▶ **The data**

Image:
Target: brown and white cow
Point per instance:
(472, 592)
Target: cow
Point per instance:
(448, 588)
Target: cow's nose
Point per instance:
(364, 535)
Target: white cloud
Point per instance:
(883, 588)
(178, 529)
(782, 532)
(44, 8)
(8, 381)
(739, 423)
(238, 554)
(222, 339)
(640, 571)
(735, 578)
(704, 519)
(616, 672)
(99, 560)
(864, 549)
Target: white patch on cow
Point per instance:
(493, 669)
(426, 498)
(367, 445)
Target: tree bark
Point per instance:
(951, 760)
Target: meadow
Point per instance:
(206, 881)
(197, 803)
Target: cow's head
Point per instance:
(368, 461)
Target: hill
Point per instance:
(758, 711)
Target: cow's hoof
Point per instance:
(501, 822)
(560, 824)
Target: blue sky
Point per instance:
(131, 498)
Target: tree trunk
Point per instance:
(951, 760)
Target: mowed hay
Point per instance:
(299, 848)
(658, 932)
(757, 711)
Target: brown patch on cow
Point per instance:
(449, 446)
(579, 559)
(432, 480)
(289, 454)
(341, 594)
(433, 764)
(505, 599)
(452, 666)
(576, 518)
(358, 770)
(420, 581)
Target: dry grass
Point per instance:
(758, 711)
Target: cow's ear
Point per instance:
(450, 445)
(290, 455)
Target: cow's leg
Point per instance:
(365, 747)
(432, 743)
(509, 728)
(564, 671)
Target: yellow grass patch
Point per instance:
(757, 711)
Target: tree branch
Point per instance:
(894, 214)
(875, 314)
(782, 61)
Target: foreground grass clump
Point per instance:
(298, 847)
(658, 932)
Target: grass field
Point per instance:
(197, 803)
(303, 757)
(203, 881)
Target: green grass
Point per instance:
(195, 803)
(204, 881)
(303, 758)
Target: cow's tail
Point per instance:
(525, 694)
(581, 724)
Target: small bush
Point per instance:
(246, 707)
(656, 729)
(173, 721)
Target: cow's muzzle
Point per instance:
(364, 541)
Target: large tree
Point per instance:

▶ **Goal of the exercise**
State the number of lines in the material above in which the string "tree" appears, with no accompanying text.

▶ **Task result**
4